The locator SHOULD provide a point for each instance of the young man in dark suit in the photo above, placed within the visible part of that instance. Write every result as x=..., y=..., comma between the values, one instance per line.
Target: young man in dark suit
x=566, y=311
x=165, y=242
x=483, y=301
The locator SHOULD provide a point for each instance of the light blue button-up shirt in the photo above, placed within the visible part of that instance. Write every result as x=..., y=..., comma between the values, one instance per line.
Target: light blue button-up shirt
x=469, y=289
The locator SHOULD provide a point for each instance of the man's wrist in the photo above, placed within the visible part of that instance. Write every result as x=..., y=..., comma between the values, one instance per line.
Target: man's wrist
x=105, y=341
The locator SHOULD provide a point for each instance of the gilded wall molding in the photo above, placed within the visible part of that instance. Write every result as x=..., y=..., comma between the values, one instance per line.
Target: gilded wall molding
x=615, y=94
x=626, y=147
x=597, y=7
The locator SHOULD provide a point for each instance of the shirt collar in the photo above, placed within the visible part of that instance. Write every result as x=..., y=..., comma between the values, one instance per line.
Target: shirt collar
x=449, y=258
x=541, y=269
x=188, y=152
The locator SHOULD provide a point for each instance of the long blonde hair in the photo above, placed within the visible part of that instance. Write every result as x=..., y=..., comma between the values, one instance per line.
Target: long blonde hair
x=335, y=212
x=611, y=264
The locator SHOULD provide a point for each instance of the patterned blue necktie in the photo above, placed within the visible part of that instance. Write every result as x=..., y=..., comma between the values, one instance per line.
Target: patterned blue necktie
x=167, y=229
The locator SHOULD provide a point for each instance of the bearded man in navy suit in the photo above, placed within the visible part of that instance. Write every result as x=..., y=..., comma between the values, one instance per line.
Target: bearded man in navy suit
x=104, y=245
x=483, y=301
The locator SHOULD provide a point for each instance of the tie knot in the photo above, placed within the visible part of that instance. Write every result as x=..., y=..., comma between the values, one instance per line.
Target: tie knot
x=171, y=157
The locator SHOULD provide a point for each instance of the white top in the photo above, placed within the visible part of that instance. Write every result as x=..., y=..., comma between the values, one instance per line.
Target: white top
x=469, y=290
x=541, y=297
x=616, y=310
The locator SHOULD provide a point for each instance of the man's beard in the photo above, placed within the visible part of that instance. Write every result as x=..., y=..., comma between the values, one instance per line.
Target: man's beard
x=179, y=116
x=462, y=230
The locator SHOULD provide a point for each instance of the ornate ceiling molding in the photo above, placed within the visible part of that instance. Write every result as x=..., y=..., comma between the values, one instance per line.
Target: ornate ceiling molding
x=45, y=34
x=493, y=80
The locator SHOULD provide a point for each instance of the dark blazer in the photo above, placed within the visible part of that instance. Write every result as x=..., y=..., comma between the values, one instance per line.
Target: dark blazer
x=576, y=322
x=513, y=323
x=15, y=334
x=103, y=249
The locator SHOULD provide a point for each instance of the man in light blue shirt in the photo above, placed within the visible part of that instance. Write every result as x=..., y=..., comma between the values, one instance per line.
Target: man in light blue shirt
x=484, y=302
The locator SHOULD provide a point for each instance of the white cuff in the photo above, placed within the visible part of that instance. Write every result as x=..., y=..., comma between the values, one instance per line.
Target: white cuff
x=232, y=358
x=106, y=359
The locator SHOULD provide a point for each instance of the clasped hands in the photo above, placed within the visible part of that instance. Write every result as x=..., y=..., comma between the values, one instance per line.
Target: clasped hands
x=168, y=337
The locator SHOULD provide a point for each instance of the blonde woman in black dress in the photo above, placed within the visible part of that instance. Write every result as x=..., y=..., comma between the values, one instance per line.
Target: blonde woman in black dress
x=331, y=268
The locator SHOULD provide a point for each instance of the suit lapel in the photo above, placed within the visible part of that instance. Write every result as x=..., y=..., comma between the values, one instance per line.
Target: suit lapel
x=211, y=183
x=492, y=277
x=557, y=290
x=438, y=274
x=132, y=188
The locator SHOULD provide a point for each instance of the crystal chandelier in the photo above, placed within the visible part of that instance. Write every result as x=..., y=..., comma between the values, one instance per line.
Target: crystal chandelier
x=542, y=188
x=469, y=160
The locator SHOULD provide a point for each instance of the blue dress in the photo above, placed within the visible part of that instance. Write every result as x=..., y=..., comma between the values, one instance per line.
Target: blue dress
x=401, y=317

## Challenge
Convert every line of the items above into a Markdown table with two columns, Row for the row number and Line for the line itself. Leave out blank lines.

## Expected answer
| Row | Line |
|---|---|
| 1 | The locator SHOULD provide a point for each instance of the young man in dark suit in the photo above, placed within the visible part of that instance. Write every result as x=..., y=..., comma between the values, one instance per line. |
| 2 | Target: young man in dark suit |
| 3 | x=566, y=311 |
| 4 | x=165, y=242 |
| 5 | x=483, y=301 |
| 6 | The locator SHOULD provide a point for each instance of the light blue button-up shirt in the photo above, placed within the visible part of that instance. Write every result as x=..., y=..., comma between the values, one instance per line. |
| 7 | Target: light blue button-up shirt |
| 8 | x=469, y=289 |
| 9 | The locator SHOULD provide a point for each instance of the man's wrist in the photo above, placed within the visible part of that instance. Write every result as x=..., y=..., comma between the values, one instance per line. |
| 10 | Target: man's wrist |
| 11 | x=105, y=341 |
| 12 | The locator SHOULD provide a point for each instance of the gilded wall molding in the photo above, placed within the visible part of that instance. Write every result as x=..., y=..., comma between the values, one instance per line. |
| 13 | Target: gilded wall molding |
| 14 | x=615, y=94 |
| 15 | x=626, y=147 |
| 16 | x=597, y=7 |
| 17 | The locator SHOULD provide a point for each instance of the shirt collar in the photo above, placed within the visible part of that instance. Write every result as x=..., y=..., comma between the values, one instance per line. |
| 18 | Target: shirt collar |
| 19 | x=449, y=258 |
| 20 | x=541, y=269 |
| 21 | x=188, y=152 |
| 22 | The locator SHOULD provide a point for each instance of the long blonde hair in the photo above, placed within the visible part of that instance. Write every result as x=..., y=..., comma between the values, one instance per line. |
| 23 | Target: long blonde hair |
| 24 | x=335, y=212 |
| 25 | x=611, y=264 |
| 26 | The locator SHOULD provide a point for each instance of the patterned blue necktie in the photo above, placed within the visible part of that instance. Write every result as x=..., y=..., comma between the values, one instance per line. |
| 27 | Target: patterned blue necktie |
| 28 | x=167, y=229 |
| 29 | The locator SHOULD provide a point for each instance of the bearded man in navy suit in the photo above, placed within the visible part of that instance. Write every result as x=..., y=..., comma between the values, one instance per line. |
| 30 | Target: bearded man in navy suit |
| 31 | x=104, y=245 |
| 32 | x=483, y=301 |
| 33 | The locator SHOULD provide a point for each instance of the tie knot in the photo above, placed within the visible part of that instance. Write every result as x=..., y=..., comma between the values, one instance per line. |
| 34 | Target: tie knot |
| 35 | x=171, y=157 |
| 36 | The locator SHOULD provide a point for each instance of the white top in the photo above, placed within the visible part of that instance. Write every result as x=..., y=..., comma between the values, one instance per line. |
| 37 | Target: white top |
| 38 | x=469, y=290 |
| 39 | x=541, y=297 |
| 40 | x=616, y=310 |
| 41 | The locator SHOULD provide a point for each instance of the man's beard in the photo above, placed within the visible part of that instance. Write every result as x=..., y=..., comma between the values, one instance per line. |
| 42 | Target: man's beard |
| 43 | x=179, y=116 |
| 44 | x=462, y=230 |
| 45 | The locator SHOULD provide a point for each instance of the ornate ceiling molding in the photo above, placed within the visible part of that instance. Write every result as x=..., y=..., comma between the values, one instance per line. |
| 46 | Target: ornate ceiling molding |
| 47 | x=45, y=34 |
| 48 | x=493, y=80 |
| 49 | The locator SHOULD provide a point for each instance of the dark blazer in the photo above, placed within the visible part of that instance. Write every result as x=..., y=..., comma between the values, one instance per line. |
| 50 | Target: dark blazer |
| 51 | x=576, y=322 |
| 52 | x=513, y=323 |
| 53 | x=15, y=334 |
| 54 | x=103, y=249 |
| 55 | The locator SHOULD provide a point for each instance of the man in light blue shirt in the photo above, placed within the visible part of that instance. Write every result as x=..., y=..., comma between the values, one instance per line. |
| 56 | Target: man in light blue shirt |
| 57 | x=484, y=302 |
| 58 | The locator SHOULD provide a point for each instance of the white cuff in the photo above, placed within the visible part of that instance. Write every result as x=..., y=..., comma between the values, one instance per line. |
| 59 | Target: white cuff |
| 60 | x=232, y=358 |
| 61 | x=106, y=359 |
| 62 | The locator SHOULD provide a point for each instance of the clasped hands in the photo above, placed within the visible part of that instance. Write every result as x=..., y=..., comma between the values, one instance per line. |
| 63 | Target: clasped hands |
| 64 | x=168, y=337 |
| 65 | The locator SHOULD provide a point for each instance of the blonde woman in black dress in the photo above, placed within the visible part of that instance. Write every result as x=..., y=..., comma between the values, one instance per line. |
| 66 | Target: blonde woman in black dress |
| 67 | x=331, y=268 |
| 68 | The locator SHOULD provide a point for each instance of the suit lapel in the photo above, placed within the visible part of that instance. Write every result as x=..., y=..., comma between the values, one instance per line. |
| 69 | Target: suit lapel |
| 70 | x=211, y=183 |
| 71 | x=492, y=277 |
| 72 | x=557, y=290 |
| 73 | x=438, y=274 |
| 74 | x=132, y=188 |
| 75 | The locator SHOULD provide a point for each instance of the crystal chandelier in the photo above, placed within the visible part of that instance. Write every result as x=..., y=..., comma between the values, one instance per line. |
| 76 | Target: crystal chandelier |
| 77 | x=542, y=188 |
| 78 | x=469, y=160 |
| 79 | The locator SHOULD provide a point for each instance of the blue dress in the photo above, placed within the visible part of that instance. Write every result as x=..., y=..., comma between the values, one instance per line. |
| 80 | Target: blue dress |
| 81 | x=401, y=317 |